→ Exercise description
Show the lines of the material that contain the word "building".

►

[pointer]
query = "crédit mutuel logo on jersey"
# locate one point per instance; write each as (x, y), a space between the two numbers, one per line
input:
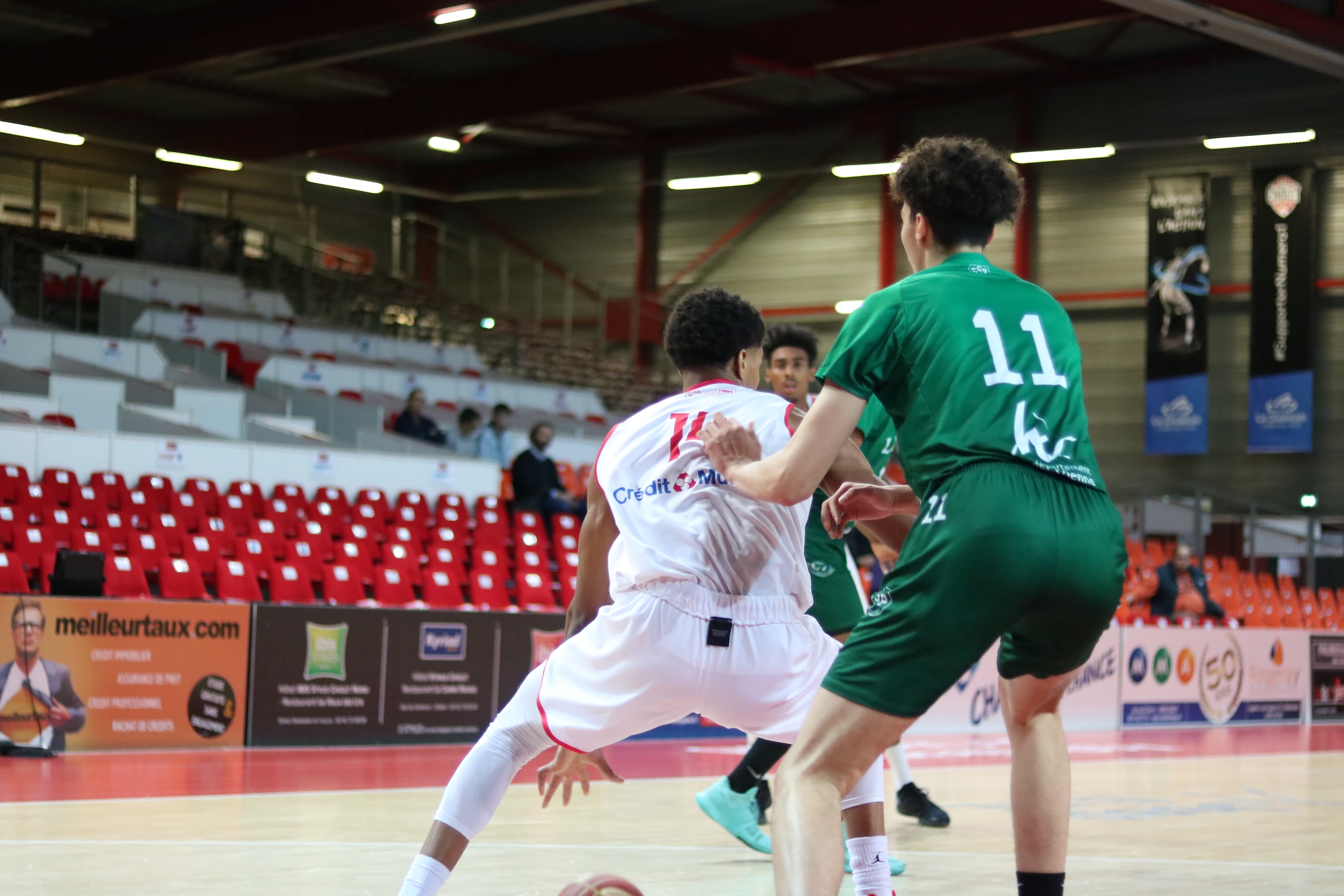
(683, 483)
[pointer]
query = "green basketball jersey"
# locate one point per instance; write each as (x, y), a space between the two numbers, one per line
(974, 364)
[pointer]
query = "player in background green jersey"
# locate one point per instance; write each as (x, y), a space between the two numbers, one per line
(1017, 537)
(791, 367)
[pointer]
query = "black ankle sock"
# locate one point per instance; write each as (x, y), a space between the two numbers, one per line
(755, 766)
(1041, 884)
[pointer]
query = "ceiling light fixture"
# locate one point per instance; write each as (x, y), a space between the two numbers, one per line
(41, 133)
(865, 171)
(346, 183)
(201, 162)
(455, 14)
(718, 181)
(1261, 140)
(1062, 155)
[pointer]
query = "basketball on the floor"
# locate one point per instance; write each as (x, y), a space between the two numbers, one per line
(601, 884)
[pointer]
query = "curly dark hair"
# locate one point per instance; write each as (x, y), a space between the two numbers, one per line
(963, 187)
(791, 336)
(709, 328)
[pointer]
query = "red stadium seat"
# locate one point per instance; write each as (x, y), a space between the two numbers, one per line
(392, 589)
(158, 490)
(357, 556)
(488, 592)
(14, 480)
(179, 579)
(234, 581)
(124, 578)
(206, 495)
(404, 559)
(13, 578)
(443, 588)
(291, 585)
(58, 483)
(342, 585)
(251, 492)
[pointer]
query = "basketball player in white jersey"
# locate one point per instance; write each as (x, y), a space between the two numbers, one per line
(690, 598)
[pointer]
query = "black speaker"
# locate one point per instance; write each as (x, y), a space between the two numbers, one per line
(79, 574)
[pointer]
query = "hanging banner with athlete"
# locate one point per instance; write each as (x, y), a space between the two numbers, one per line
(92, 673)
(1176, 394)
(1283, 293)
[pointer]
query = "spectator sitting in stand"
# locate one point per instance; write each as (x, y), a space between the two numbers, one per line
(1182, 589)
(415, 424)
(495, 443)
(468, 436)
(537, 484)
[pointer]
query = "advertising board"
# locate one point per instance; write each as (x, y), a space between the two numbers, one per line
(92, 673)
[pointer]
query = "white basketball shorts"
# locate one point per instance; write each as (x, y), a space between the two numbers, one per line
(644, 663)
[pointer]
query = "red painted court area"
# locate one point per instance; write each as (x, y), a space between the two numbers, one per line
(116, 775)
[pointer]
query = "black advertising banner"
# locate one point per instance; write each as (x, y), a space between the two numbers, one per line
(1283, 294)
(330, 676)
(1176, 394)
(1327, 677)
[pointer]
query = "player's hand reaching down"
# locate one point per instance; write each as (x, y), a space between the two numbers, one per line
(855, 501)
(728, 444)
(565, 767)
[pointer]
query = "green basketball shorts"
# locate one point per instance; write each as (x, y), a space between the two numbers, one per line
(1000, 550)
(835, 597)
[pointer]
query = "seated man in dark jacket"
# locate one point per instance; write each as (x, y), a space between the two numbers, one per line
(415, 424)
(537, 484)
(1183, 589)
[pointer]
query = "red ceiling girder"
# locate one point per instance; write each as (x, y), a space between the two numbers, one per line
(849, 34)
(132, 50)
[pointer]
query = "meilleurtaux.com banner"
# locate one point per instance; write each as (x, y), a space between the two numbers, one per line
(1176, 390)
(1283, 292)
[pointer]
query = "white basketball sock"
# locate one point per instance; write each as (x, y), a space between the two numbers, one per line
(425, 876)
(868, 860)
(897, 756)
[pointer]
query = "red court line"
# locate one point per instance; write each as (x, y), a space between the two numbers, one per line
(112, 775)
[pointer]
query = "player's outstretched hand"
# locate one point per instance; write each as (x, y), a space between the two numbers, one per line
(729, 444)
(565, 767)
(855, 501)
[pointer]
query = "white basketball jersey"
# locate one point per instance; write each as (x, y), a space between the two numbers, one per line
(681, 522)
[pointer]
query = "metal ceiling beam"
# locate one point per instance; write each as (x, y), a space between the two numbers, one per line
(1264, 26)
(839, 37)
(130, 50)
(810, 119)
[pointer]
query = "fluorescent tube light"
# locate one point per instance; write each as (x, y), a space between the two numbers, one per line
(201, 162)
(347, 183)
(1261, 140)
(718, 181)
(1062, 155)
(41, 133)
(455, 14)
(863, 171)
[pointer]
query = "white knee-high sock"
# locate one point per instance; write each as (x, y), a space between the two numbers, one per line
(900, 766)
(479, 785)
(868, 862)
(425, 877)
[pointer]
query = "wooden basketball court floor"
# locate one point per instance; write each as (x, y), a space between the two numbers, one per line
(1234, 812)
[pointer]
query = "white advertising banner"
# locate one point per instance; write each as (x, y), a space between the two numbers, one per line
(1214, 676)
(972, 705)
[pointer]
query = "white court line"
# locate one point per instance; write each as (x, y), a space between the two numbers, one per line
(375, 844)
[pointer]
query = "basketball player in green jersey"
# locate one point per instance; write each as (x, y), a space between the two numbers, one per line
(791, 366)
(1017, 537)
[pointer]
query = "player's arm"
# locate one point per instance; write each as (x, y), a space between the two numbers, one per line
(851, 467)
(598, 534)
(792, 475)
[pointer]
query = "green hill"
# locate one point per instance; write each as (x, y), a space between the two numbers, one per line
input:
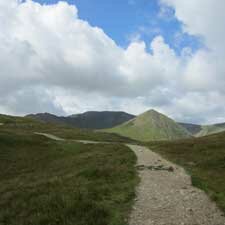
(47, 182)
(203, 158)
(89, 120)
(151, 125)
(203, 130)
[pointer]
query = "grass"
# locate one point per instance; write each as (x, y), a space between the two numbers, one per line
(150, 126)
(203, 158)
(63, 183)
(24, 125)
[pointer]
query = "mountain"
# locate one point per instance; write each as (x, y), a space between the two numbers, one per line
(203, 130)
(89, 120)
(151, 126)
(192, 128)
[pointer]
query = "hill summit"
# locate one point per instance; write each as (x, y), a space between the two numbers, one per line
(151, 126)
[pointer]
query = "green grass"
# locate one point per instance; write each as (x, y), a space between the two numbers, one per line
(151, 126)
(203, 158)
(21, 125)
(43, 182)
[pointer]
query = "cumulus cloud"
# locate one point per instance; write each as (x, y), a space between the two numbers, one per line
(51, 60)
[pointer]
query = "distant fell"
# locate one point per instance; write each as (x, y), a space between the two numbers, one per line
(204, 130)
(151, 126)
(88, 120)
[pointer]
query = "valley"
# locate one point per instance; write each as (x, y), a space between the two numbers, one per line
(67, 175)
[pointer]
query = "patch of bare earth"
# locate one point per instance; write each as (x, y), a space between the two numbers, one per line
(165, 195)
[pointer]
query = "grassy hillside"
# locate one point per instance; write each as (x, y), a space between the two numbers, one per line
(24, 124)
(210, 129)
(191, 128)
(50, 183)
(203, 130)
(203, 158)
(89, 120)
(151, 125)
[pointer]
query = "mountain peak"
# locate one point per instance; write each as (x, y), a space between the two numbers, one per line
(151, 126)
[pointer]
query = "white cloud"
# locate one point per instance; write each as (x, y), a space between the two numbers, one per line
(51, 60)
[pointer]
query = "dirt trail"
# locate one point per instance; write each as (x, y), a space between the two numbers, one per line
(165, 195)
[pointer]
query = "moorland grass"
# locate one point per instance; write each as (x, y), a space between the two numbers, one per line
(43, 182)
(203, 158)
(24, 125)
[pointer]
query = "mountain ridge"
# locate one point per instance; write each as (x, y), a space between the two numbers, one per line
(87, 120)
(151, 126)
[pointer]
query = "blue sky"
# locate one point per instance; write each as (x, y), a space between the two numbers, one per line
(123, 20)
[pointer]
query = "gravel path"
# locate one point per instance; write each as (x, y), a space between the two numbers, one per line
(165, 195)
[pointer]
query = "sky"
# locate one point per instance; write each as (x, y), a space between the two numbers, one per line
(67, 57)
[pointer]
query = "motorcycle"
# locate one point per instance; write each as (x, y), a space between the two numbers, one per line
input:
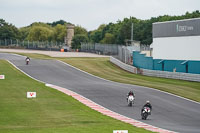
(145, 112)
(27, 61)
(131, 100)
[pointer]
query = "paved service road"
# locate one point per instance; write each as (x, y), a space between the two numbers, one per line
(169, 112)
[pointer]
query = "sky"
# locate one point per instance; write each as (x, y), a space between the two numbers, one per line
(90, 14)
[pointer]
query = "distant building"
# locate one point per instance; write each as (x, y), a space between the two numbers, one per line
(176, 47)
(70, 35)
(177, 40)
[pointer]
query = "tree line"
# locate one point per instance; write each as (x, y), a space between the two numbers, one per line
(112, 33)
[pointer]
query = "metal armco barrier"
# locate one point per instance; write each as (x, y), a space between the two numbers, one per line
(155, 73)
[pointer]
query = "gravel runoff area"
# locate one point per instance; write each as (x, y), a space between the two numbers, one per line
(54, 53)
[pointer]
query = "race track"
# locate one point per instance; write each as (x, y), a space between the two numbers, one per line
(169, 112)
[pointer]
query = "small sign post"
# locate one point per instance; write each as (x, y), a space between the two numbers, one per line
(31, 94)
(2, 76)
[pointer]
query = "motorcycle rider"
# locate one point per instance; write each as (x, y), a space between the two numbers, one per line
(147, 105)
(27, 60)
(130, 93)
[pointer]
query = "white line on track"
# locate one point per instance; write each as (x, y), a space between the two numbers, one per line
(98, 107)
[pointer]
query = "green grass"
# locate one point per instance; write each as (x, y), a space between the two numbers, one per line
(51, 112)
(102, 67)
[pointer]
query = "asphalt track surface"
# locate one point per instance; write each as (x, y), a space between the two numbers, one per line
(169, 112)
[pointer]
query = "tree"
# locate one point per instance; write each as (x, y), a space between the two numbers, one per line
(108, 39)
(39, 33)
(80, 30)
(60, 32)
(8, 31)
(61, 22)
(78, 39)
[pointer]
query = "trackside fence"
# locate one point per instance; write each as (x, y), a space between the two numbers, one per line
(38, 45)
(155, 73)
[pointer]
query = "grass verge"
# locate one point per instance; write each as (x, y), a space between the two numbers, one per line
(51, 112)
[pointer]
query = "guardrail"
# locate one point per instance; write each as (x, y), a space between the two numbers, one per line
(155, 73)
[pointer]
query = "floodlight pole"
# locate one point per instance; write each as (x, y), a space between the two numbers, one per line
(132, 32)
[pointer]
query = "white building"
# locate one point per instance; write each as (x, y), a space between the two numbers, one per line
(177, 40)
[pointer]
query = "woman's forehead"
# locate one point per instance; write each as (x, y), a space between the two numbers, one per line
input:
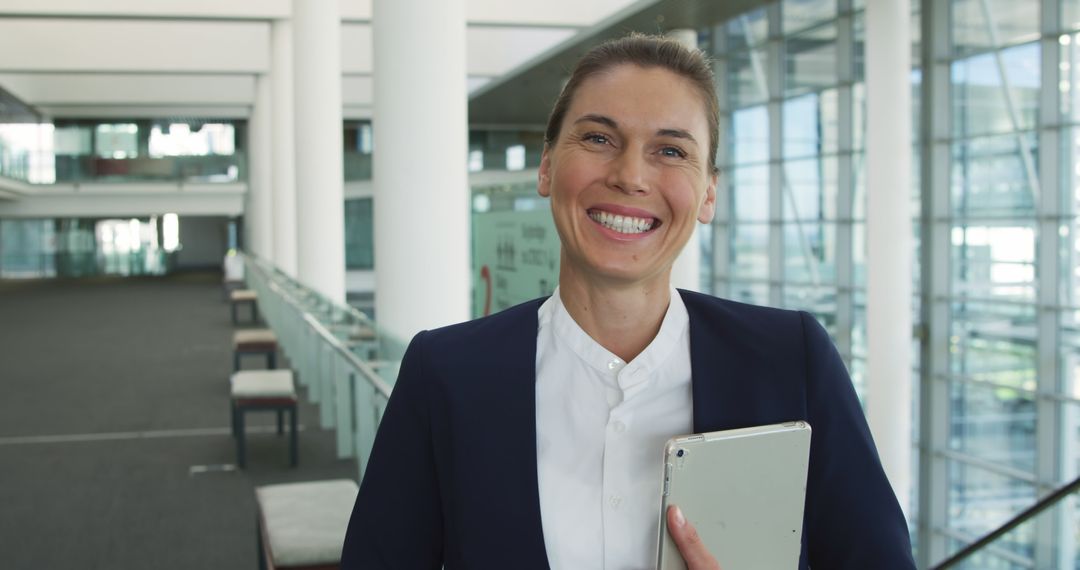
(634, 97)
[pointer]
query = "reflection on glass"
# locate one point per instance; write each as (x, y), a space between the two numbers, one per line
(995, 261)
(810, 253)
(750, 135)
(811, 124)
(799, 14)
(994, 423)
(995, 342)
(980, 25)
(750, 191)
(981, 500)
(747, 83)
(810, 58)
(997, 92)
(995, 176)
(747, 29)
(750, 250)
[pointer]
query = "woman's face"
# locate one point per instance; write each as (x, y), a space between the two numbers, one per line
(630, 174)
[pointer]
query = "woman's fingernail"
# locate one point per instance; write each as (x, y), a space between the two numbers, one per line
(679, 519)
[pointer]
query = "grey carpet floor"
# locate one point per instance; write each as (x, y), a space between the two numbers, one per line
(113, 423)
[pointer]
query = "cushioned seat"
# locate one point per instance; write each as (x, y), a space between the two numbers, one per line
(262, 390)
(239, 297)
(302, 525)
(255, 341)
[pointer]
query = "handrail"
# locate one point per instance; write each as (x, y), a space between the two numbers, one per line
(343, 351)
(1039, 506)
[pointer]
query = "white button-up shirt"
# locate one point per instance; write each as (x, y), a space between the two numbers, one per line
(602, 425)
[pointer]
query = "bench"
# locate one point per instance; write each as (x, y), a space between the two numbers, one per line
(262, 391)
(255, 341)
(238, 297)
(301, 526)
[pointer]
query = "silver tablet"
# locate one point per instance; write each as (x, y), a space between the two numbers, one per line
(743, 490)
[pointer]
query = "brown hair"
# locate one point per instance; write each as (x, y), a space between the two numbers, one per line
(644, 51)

◄

→ Answer space
query = "distant building"
query = "white building"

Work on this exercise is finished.